Start of Selected passage

# Some chamber music classics VI - your recordings ?



## joen_cph

As a continuation of a small series

http://www.talkclassical.com/41028-some-chamber-music-classics.html
http://www.talkclassical.com/41081-some-chamber-music-classics.html
http://www.talkclassical.com/41129-some-chamber-music-classics.html
http://www.talkclassical.com/41212-some-chamber-music-classics.html

this thread explores TC people´s recordings of some of the core chamber repertoire …
What recordings do you have? And maybe: what were the criteria?
Partial answers are allowed 

*Mendelssohn: Piano Trio no.1
Tchaikovsky: String Sextet, Souvenir de Florence 
Dvorak: Piano Quintet no.2 op.81
Janacek: String Quartet no.1, "Kreutzer Sonata"
Poulenc: Flute Sonata
Bartok: String Quartet no.3
*


----------



## joen_cph

Here´s a list of the content of the 5 threads so far dealing with the subject:

*Bach*: Cello Suite no.1 (II)
*Bach*: Partita for solo violin no.2 (IV)
*Haydn*: String Quartet no.? (III)
*Mozart*: Clarinet Quintet (I)
*Mozart*: String Quartet, The Hunt (IV)
*Beethoven*: String Quartet op.132 (I)
*Beethoven*: Violin Sonata "Kreutzer" (II)
*Schubert*: Trout Quintet (I)
*Schubert*: String Quintet (III)
*Schubert*: String Quartet, Death & the Maiden (IV)
*Mendelssohn*: Octet (II)
*Mendelssohn*: Piano Trio no.1 (V)
*Schumann*: Piano Quintet (III)
*Brahms*: Violin Sonata no.3 (I)
*Brahms*: Piano Quintet (II)
*Franck*: Violin Sonata (II)
*Dvorak*: Piano Quintet no.2 op.81 (V)
*Tchaikovsky*: String Sextet, Souvenir de Florence (V)
*Schoenberg*: String Sextet, Verklärte Nacht (IV)
*Debussy*: String Quartet (I)

End of Selected passage
Start of Listed entries

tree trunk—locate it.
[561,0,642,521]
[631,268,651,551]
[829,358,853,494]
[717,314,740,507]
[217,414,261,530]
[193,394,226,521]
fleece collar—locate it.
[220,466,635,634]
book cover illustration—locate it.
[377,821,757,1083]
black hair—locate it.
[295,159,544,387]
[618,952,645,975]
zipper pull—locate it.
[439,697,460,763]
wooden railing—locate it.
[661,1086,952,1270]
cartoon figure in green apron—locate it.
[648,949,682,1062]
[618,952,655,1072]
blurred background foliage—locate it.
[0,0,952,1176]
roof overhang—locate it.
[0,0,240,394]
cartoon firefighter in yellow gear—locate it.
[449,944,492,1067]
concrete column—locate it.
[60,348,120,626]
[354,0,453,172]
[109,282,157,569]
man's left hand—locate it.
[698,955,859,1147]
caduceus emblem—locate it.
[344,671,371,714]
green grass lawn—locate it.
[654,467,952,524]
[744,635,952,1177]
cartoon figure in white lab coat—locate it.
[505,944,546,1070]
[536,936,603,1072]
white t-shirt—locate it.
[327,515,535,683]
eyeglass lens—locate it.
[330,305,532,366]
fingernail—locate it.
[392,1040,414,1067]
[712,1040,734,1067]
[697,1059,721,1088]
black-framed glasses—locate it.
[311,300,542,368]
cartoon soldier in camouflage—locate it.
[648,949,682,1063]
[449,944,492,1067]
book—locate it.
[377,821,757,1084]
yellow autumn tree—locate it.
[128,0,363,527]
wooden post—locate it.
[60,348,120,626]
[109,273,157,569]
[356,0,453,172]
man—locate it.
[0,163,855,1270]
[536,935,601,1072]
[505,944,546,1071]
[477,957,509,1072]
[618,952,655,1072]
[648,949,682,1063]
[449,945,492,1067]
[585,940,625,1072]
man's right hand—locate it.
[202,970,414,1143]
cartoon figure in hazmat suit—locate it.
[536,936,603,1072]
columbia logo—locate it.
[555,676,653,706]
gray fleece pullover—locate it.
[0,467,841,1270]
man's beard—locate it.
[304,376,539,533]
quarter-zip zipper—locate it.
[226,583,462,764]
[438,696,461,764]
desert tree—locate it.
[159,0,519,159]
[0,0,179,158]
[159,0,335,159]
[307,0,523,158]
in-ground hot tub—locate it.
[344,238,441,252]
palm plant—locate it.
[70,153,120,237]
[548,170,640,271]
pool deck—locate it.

End of Listed entries

• Given instruction: Reproduce the chamber music thread starting at "Here´s a list" and ending at "Clarinet Quintet (I)", substituting "Oboe" for "Clarinet". The records have no connection to the chamber music thread.

• Exercise response:
Here´s a list of the content of the 5 threads so far dealing with the subject:

*Bach*: Cello Suite no.1 (II)
*Bach*: Partita for solo violin no.2 (IV)
*Haydn*: String Quartet no.? (III)
*Mozart*: Oboe Quintet (I)